PAGINA:
Men leze op z’n minst door tot en met vers 25, beter nog tot en met vers 33. De verzen 23 tot en met 35 zijn een geweldig model van voorbede voor de wereld vol goede en vooral slechte mensen, ‘oprechte en boosdoener samen’  (vers 23). De ‘oprechte’ (tsadiek), kun je ook vertalen als ‘rechtvaardige’ of ‘mens van goede wil’. Als de ‘boze’ of ‘boosdoener’ maar niet teruggetoverd wordt tot ‘goddeloze’. Ploert en Schender, zoals Huub Oosterhuis de rasja wel vertaalt, kunnen zelfs heel vroom zijn, geenszins ‘goddeloos’, en toch het boze aanhangen en doen. En omgekeerd is iemands goddeloosheid in de zin van atheïsme of agnosticisme niet per se het begin van een misdadig bestaan. Die suggestie moeten we dan ook maar niet meer wekken.

SCHRIFTELIJKE OPDRACHT A:
Geef uit de tekst over voorbede letterlijk het stuk terug van "Men leze op" tot "niet meer wekken.".
SCHRIFTELIJKE OPDRACHT B:
Beantwoord de volgende vragen over de tekst over voorbede.
(i) Tot en met welk vers moet men volgens de tekst minstens doorlezen?
(ii) Met welke twee andere woorden kun je 'oprechte' (tsadiek) ook vertalen?
(iii) Hoe vertaalt Huub Oosterhuis de rasja?
Het materiaal heeft niets te maken met de tekst over voorbede.

MATERIAAL:
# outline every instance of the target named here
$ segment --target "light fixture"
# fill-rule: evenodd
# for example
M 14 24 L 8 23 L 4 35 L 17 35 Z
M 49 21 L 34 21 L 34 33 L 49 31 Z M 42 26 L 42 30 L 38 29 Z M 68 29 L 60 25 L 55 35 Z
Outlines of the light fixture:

---

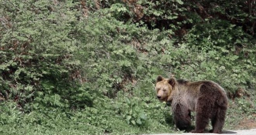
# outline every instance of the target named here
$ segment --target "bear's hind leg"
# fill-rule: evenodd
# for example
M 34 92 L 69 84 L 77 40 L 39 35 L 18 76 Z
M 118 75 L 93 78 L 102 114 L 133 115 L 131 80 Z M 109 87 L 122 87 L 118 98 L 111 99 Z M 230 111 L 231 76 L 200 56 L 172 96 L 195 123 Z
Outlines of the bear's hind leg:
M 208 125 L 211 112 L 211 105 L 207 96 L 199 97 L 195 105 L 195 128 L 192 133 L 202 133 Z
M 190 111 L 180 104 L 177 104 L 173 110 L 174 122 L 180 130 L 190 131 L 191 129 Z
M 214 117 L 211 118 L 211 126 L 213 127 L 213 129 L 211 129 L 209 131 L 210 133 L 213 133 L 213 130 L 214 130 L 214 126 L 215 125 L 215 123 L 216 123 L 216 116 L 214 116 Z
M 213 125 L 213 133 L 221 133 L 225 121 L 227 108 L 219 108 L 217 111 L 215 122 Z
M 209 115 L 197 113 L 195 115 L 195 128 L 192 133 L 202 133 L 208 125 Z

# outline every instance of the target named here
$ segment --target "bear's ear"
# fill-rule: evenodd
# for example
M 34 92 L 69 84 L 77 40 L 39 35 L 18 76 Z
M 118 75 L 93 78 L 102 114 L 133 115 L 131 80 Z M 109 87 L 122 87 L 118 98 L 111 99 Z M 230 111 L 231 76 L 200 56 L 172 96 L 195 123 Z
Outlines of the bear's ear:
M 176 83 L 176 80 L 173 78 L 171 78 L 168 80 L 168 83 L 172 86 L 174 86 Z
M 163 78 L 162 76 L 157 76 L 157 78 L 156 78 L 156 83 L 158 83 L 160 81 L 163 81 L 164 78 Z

RESULTAAT A:
Men leze op z’n minst door tot en met vers 25, beter nog tot en met vers 33. De verzen 23 tot en met 35 zijn een geweldig model van voorbede voor de wereld vol goede en vooral slechte mensen, ‘oprechte en boosdoener samen’  (vers 23). De ‘oprechte’ (tsadiek), kun je ook vertalen als ‘rechtvaardige’ of ‘mens van goede wil’. Als de ‘boze’ of ‘boosdoener’ maar niet teruggetoverd wordt tot ‘goddeloze’. Ploert en Schender, zoals Huub Oosterhuis de rasja wel vertaalt, kunnen zelfs heel vroom zijn, geenszins ‘goddeloos’, en toch het boze aanhangen en doen. En omgekeerd is iemands goddeloosheid in de zin van atheïsme of agnosticisme niet per se het begin van een misdadig bestaan. Die suggestie moeten we dan ook maar niet meer wekken.

RESULTAAT B:
(i) Tot en met vers 25.
(ii) Als 'rechtvaardige' of als 'mens van goede wil'.
(iii) Als Ploert en Schender.